Segment Start: DATA TO PROCESS

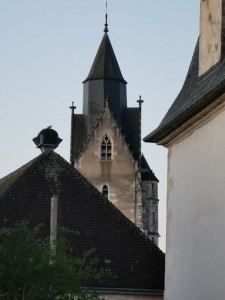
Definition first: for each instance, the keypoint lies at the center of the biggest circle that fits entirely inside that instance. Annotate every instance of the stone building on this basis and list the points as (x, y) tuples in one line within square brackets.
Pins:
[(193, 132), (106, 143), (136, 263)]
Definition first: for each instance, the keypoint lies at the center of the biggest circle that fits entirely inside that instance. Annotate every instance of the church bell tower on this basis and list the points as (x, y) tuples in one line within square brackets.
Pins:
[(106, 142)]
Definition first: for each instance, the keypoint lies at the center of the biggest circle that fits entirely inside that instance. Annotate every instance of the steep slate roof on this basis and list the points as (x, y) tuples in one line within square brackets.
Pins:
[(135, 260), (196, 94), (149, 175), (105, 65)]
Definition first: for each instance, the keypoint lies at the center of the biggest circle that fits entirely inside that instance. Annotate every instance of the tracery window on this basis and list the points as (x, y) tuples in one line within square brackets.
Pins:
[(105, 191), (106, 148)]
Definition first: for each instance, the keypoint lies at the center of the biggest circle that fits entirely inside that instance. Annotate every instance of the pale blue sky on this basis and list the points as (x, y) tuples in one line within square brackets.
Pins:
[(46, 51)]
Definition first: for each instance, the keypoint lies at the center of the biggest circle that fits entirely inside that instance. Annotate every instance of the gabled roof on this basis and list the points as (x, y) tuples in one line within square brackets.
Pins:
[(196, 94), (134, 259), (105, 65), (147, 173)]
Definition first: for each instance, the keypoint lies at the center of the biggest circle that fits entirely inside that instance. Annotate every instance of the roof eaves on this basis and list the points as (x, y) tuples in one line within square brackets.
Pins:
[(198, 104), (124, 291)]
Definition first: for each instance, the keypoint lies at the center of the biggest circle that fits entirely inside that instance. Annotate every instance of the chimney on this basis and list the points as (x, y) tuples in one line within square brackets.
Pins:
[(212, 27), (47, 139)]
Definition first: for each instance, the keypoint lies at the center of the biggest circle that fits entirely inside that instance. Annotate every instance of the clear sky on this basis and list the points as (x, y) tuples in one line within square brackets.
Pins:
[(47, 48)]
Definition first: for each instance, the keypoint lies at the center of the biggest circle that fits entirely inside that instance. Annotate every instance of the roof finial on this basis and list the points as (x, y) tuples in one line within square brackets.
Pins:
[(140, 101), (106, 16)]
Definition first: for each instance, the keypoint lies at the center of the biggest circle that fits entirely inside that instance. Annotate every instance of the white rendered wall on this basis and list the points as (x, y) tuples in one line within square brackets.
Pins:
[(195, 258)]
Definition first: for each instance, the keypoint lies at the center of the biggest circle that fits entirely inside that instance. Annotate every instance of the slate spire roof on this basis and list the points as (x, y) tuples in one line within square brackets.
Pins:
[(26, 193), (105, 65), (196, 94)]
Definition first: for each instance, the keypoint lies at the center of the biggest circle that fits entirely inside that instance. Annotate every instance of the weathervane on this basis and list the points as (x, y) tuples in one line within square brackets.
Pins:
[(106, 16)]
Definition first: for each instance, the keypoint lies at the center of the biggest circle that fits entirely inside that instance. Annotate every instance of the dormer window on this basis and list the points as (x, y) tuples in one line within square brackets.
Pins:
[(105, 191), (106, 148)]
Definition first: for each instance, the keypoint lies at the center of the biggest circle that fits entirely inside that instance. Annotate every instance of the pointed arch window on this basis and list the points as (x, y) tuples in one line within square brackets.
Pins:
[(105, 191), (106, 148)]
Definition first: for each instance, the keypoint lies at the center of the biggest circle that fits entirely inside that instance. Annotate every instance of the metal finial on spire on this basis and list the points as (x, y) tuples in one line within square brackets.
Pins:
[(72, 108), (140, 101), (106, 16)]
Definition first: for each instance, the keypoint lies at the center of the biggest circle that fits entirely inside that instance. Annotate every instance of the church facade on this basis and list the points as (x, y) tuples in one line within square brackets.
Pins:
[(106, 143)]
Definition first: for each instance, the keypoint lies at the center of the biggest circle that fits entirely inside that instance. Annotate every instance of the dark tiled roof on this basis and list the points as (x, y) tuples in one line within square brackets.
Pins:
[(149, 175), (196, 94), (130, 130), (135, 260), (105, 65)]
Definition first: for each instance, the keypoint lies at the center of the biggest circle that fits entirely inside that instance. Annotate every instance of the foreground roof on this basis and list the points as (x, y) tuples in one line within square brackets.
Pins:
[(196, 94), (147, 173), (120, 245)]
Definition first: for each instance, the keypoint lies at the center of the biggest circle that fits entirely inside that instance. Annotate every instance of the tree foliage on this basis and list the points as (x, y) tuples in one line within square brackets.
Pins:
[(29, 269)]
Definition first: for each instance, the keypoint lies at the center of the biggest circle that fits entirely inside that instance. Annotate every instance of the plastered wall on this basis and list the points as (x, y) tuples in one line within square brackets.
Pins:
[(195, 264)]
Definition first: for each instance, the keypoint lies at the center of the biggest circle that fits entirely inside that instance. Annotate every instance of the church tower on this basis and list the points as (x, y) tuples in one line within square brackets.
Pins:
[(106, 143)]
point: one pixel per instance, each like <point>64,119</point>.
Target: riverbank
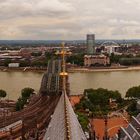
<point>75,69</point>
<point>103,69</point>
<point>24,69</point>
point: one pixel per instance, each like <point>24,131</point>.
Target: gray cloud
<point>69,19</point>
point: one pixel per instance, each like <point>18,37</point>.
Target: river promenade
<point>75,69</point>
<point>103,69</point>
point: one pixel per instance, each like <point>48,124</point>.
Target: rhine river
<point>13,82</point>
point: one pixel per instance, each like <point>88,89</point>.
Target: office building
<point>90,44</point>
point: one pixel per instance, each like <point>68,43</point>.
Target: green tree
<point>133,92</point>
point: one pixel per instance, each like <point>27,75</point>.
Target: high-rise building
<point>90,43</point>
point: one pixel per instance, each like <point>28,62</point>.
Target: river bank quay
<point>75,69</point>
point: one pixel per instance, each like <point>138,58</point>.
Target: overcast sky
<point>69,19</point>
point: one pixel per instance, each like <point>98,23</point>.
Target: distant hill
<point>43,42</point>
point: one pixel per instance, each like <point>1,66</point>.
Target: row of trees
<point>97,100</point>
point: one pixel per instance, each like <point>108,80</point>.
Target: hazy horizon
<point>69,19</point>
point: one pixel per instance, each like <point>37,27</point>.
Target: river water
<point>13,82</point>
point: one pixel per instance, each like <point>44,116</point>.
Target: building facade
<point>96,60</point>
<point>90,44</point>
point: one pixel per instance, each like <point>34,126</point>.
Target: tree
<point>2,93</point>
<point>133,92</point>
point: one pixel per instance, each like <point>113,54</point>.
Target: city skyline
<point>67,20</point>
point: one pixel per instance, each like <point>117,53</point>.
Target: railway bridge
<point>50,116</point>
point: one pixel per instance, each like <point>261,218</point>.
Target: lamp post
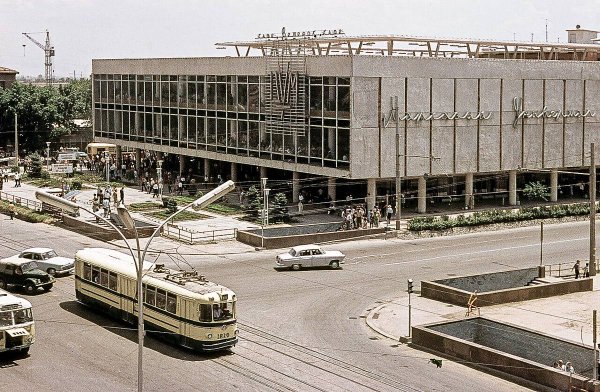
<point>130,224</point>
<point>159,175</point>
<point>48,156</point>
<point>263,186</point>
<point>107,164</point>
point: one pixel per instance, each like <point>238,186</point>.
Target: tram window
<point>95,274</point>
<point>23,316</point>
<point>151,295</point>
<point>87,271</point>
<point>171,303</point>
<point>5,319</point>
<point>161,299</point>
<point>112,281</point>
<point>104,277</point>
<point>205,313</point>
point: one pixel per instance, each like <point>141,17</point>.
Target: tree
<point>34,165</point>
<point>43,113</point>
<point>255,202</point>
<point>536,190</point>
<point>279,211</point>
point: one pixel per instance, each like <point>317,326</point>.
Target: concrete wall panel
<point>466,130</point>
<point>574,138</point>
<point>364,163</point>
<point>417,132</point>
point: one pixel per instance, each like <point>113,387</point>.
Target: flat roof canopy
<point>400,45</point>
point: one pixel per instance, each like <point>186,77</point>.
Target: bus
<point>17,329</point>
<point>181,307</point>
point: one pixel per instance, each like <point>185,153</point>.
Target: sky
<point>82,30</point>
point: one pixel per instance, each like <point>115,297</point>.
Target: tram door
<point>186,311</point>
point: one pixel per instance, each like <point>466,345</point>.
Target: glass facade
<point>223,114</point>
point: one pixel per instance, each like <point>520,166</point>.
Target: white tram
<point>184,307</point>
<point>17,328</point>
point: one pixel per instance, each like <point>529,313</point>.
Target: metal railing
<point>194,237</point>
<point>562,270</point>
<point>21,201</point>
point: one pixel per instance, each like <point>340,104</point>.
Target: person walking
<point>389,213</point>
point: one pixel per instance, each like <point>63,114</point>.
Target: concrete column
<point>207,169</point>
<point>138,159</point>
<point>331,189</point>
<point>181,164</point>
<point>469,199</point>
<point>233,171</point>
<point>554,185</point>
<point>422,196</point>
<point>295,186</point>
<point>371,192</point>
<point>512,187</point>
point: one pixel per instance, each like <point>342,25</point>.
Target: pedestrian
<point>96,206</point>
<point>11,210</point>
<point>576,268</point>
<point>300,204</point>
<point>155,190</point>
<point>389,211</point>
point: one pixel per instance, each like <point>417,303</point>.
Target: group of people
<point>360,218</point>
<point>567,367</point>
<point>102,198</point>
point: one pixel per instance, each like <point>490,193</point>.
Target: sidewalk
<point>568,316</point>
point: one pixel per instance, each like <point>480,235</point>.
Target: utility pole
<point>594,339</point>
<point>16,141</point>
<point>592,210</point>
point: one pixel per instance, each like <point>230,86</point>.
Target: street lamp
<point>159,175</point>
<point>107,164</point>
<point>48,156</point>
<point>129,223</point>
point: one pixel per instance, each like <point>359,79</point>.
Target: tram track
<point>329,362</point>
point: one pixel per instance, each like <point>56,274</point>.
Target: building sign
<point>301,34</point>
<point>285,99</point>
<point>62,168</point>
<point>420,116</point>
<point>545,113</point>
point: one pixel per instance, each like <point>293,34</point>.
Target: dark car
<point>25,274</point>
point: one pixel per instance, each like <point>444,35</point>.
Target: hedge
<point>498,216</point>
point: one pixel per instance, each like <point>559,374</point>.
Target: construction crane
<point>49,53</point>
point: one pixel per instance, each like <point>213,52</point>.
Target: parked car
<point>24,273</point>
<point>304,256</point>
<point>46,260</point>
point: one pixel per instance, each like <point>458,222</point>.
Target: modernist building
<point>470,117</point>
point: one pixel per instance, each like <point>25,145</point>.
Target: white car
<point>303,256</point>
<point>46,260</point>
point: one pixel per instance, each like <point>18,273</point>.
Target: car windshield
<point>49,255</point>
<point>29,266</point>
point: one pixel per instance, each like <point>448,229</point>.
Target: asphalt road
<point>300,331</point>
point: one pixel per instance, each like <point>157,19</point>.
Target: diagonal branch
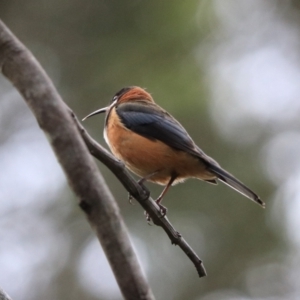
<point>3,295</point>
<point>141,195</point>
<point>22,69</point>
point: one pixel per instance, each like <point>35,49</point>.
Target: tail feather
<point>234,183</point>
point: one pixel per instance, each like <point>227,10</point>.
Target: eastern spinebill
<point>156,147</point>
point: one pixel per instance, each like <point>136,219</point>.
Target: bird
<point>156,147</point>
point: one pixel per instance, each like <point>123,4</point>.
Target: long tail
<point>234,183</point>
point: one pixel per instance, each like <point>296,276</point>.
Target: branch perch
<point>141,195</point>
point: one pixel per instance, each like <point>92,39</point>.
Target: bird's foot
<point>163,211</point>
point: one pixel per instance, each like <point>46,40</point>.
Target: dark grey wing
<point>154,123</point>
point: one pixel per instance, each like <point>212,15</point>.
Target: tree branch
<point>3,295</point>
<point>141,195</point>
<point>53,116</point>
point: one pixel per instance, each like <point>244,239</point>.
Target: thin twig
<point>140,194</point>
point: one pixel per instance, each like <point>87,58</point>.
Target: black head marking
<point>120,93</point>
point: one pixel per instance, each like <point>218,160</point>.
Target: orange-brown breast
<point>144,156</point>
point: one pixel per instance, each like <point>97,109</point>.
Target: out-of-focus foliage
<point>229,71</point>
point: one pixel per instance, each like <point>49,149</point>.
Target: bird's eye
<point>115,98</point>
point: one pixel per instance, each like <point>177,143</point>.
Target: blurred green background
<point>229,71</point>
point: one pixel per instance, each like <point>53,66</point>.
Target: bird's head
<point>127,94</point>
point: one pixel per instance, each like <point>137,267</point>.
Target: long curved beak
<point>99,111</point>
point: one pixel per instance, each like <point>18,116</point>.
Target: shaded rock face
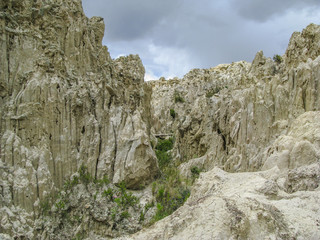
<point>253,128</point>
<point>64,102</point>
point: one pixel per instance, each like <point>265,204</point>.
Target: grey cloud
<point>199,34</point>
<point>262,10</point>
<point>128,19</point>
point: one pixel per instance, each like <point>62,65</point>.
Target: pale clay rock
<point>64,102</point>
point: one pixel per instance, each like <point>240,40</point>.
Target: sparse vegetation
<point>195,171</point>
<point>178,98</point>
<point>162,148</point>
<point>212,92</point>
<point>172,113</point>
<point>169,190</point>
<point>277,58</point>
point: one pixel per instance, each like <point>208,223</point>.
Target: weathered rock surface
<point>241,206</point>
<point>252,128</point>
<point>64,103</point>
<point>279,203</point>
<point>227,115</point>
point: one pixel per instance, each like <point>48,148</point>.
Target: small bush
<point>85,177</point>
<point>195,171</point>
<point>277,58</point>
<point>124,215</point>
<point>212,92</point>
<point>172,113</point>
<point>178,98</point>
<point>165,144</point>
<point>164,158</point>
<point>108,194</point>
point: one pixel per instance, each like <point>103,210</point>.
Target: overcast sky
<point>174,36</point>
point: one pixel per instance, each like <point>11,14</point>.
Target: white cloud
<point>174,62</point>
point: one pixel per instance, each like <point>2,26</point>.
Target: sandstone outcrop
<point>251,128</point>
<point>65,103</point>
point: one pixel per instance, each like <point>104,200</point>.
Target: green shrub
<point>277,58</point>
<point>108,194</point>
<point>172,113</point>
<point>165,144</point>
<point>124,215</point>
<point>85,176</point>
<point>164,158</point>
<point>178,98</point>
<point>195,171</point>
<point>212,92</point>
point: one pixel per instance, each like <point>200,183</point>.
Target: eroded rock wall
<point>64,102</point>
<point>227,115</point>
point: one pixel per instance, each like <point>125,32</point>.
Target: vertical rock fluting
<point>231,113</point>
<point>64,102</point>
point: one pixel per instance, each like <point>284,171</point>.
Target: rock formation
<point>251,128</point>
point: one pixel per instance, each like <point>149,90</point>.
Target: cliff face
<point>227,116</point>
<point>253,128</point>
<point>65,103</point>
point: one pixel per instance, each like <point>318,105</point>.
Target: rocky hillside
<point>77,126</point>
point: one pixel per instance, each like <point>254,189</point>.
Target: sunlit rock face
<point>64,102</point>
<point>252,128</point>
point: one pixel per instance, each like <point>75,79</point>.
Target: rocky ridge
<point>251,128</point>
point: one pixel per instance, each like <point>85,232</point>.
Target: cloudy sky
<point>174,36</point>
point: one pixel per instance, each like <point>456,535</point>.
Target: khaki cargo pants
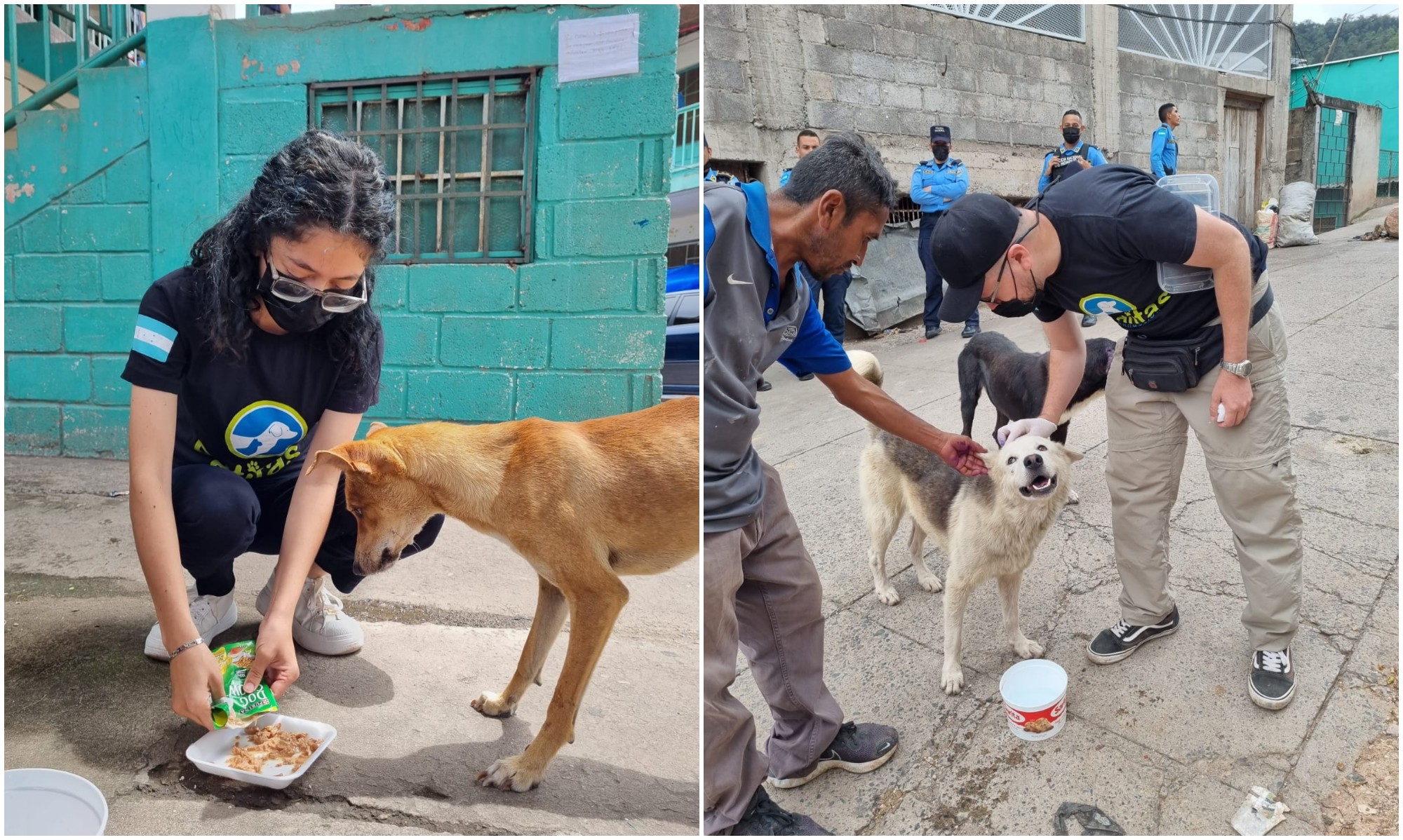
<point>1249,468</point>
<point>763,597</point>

Segment End: DATA TO PROCESS

**TO DO:** From the listing above, repeat exactly the lines starting at the line that includes "point: one pixel per instance, each like <point>11,14</point>." and ending at the line that includes "point: one pixel per instance, each like <point>104,200</point>.", with nothing outside that span.

**WRITTEN SOLUTION:**
point: one pixel per instance, each like <point>11,14</point>.
Target: white cloud
<point>174,62</point>
point: one pixel per instance, each like <point>2,26</point>.
Target: sandstone outcrop
<point>251,128</point>
<point>65,103</point>
point: one pixel per instance, each like <point>104,200</point>.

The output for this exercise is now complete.